How to Compare the Cost of Living Between Two Cities
A job offer in another city, a lower rent two states away, the pull of being closer to family: at some point the question stops being “would I like it there?” and becomes “can I actually afford it, and would I come out ahead?” Comparing the cost of living between two specific places is how you answer that. Done well, it tells you whether a move helps or hurts your finances before you sign a lease or accept a salary number. Done badly, it leaves you trusting a single website’s “City A is 14% cheaper” headline that may not reflect your own spending at all.
This guide walks through the comparison the way you’d actually do it: what cost of living is made of, which official data sources measure it honestly, why housing usually swings the result, how taxes change what you keep, and how to adjust a salary so you’re comparing apples to apples. It’s about the comparison method for two places you’re weighing, not about choosing a city from scratch (for that framework, see our guide on choosing the right city to move to) or the price of the move itself.
What “Cost of Living” Actually Includes
“Cost of living” is shorthand for the total price of maintaining your standard of living in a given place. It isn’t one number you can look up; it’s the sum of several categories that each move differently from city to city. The big ones are:
- Housing: rent or a mortgage, by far the category most likely to differ sharply between two places.
- Taxes: state and local income tax, sales tax, and property tax, which change how much of your paycheck you keep.
- Transportation: whether you need a car, fuel and insurance costs, parking, and transit fares.

Task to carry out
Continue the guide on comparing the cost of living between two cities from the point where it ends.

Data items
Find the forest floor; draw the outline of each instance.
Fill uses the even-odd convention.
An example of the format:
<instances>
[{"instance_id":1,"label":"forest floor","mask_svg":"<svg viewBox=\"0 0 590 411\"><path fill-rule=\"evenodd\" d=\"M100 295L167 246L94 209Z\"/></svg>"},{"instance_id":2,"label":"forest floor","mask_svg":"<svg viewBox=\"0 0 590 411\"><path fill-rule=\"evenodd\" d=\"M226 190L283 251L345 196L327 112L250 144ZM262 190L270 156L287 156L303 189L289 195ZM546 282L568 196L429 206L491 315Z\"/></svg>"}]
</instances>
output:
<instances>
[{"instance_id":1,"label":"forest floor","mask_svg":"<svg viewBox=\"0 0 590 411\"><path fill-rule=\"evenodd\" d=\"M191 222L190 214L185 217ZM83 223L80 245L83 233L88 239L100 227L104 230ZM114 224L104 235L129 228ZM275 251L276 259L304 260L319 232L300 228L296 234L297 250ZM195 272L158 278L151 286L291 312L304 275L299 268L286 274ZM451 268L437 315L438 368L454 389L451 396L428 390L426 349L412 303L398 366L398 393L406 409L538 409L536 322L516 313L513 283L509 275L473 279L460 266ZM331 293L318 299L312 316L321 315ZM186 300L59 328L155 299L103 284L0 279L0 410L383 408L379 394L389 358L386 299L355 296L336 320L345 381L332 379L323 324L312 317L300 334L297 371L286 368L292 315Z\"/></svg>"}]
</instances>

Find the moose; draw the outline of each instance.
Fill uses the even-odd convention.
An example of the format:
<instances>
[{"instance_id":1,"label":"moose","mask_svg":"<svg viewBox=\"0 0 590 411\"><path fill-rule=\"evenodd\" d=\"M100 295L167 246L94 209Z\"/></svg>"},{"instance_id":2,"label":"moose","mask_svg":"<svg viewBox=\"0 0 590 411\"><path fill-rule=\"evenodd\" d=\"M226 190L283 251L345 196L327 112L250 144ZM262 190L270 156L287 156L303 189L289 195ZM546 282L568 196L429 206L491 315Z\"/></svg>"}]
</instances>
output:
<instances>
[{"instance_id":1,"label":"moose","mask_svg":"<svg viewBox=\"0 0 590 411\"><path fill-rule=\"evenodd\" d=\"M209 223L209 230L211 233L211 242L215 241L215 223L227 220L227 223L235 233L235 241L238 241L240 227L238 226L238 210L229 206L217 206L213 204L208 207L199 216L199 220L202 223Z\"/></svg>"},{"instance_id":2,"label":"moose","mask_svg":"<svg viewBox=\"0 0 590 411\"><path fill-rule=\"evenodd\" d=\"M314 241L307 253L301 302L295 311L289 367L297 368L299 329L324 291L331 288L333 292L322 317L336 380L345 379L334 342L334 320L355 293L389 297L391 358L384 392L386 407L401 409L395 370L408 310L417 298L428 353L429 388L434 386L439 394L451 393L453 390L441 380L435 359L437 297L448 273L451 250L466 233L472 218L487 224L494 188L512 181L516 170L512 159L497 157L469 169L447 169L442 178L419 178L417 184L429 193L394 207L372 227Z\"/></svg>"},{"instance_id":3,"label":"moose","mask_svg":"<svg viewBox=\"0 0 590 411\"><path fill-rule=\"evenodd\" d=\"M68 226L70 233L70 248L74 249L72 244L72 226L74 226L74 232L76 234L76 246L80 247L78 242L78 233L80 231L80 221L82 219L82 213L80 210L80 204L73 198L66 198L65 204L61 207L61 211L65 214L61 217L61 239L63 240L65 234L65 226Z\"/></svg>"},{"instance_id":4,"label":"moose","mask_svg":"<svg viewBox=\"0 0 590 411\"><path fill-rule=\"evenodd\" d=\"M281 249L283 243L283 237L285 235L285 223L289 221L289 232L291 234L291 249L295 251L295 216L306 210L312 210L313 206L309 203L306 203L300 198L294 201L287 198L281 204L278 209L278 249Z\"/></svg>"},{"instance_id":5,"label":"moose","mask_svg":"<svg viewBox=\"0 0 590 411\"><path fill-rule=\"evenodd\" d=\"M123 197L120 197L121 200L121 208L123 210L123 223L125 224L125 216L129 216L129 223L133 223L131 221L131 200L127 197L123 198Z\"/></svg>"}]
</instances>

Output of the exercise
- Groceries and everyday goods.
- Utilities: electricity, gas, water, and the like.
- Healthcare.
The reason a single percentage can mislead you is that these categories don’t weigh the same for everyone. A renter who bikes to work feels housing and transit very differently than a homeowner with a long commute. So the useful question isn’t “what’s the cost of living in City B?” but “what’s the cost of my life in City B versus City A?” That framing keeps you focused on the categories you actually spend in.
It’s also worth separating two ideas people often blur. The cost of living in a place is an ongoing, year-after-year figure. The cost of the move (movers, a truck rental, a long-distance shipment) is a one-time expense. They’re different budgets. For the price of relocating itself, see our breakdown of what a move costs and our guide on long-distance moving costs; this post stays on the recurring cost of living there.
How Cost-of-Living Indexes and Regional Price Comparisons Work (and How to Read Them)
A cost-of-living index expresses prices in one place as a percentage of a national baseline, usually set at 100. A score of 110 means prices run about 10 percent above the national average; 90 means about 10 percent below. To compare two cities, you look at both scores and read the gap.
The most important thing to understand here is which official measure does what, because two well-known federal numbers are easy to confuse:
The Consumer Price Index (CPI) from the Bureau of Labor Statistics is not a tool for comparing one city against another. The BLS is explicit: the CPI “cannot be used to measure differences in price levels or living costs between one area and another” because it measures only time-to-time price change within each area. Its area indexes “do not measure differences in the level of prices among cities.” The CPI is excellent for tracking how fast prices are rising in a metro, but it can’t tell you whether Denver is cheaper than Austin today. BLS also cautions that local-area indexes are built from smaller samples than the national index and are therefore more volatile.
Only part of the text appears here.